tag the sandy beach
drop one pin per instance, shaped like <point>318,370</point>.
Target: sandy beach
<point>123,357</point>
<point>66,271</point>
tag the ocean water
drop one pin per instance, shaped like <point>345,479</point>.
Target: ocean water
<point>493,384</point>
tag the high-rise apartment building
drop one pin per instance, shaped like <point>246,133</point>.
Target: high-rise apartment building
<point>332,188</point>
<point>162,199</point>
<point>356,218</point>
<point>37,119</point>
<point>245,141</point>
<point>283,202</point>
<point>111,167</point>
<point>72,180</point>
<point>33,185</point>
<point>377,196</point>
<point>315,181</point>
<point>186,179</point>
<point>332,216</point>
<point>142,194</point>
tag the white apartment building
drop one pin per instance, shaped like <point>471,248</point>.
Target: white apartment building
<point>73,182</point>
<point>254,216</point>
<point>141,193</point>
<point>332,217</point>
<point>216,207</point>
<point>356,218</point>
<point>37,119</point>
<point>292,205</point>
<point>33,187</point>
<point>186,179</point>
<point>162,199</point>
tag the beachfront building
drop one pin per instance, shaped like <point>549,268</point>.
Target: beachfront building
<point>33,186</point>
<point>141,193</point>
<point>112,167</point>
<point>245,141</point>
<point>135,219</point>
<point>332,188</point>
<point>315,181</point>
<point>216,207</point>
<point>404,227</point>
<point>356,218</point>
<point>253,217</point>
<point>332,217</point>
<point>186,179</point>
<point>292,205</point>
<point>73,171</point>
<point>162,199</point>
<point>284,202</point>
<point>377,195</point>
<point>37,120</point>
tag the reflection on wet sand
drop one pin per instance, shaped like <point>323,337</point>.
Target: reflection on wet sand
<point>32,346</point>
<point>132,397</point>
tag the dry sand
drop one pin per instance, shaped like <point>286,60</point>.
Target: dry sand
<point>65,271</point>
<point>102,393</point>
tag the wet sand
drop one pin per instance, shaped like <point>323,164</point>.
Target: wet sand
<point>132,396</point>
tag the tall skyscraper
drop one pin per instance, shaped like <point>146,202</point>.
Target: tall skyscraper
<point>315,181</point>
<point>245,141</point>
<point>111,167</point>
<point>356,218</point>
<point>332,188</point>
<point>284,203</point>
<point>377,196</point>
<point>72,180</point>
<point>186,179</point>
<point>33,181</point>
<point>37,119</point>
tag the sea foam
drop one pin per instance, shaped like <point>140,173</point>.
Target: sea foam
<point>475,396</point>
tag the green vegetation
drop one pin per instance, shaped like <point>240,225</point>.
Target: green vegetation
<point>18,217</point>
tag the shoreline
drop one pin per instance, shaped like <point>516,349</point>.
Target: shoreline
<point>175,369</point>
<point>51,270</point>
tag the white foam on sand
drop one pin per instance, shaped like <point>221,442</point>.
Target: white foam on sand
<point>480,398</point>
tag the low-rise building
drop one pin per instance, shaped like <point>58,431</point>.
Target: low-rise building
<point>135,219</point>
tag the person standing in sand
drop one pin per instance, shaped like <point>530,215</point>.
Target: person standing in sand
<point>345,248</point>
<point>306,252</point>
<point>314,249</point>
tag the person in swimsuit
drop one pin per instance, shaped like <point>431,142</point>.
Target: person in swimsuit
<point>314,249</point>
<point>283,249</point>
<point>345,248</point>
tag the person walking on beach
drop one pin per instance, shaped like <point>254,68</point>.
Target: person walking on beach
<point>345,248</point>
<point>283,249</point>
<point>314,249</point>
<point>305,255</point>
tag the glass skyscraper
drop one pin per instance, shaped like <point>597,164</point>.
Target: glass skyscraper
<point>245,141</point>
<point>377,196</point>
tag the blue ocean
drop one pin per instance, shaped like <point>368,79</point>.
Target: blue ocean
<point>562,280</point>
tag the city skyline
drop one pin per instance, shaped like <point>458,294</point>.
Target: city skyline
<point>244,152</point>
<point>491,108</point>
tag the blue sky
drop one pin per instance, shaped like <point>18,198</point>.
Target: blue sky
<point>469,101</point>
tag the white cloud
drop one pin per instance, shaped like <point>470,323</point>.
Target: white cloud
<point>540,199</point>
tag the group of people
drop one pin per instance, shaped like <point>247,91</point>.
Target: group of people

^^^^^^^^^^^^^^^^

_EXERCISE BRIEF_
Can you lay out every line of the items as a Markdown table, starting with the line that contains "tag the person standing in sand" and going on through the last line of the items? Use the columns Row and Line, number each row, and leave out blank lines.

_WORKED ANSWER_
| Row | Line |
|---|---|
| 1 | tag the person standing in sand |
| 2 | drop one pin per instance, shaped like <point>530,215</point>. |
| 3 | Target: person standing in sand |
| 4 | <point>345,248</point> |
| 5 | <point>306,252</point> |
| 6 | <point>314,249</point> |
| 7 | tag the person in swimsuit |
| 8 | drop one pin per instance, shaped like <point>431,142</point>. |
| 9 | Target: person in swimsuit |
| 10 | <point>314,249</point> |
| 11 | <point>283,249</point> |
| 12 | <point>345,248</point> |
| 13 | tag the person walking on beach |
| 14 | drop one pin per instance, shaped like <point>254,68</point>. |
| 15 | Target: person walking on beach |
| 16 | <point>345,248</point> |
| 17 | <point>283,249</point> |
| 18 | <point>314,249</point> |
| 19 | <point>305,255</point> |
| 20 | tag the glass skyscraper |
| 21 | drop one pin per instance, shaped like <point>597,164</point>. |
| 22 | Target: glass skyscraper |
| 23 | <point>245,141</point> |
| 24 | <point>377,196</point> |
| 25 | tag the blue ocean |
| 26 | drop one pin per instance, shaped like <point>368,79</point>. |
| 27 | Target: blue ocean |
| 28 | <point>562,280</point> |
| 29 | tag the city skyline |
| 30 | drop one pin per instance, shaped like <point>458,294</point>. |
| 31 | Target: city skyline |
| 32 | <point>244,152</point> |
| 33 | <point>491,108</point> |
| 34 | tag the blue sky |
| 35 | drop one pin per instance, shaped like <point>18,198</point>. |
| 36 | Target: blue sky |
| 37 | <point>469,101</point> |
| 38 | tag the white cloud |
| 39 | drop one pin per instance, shaped like <point>470,323</point>. |
| 40 | Target: white cloud |
| 41 | <point>540,199</point> |
| 42 | tag the group of people |
| 43 | drop one pin per instance, shaped like <point>247,91</point>. |
| 44 | Target: group of people |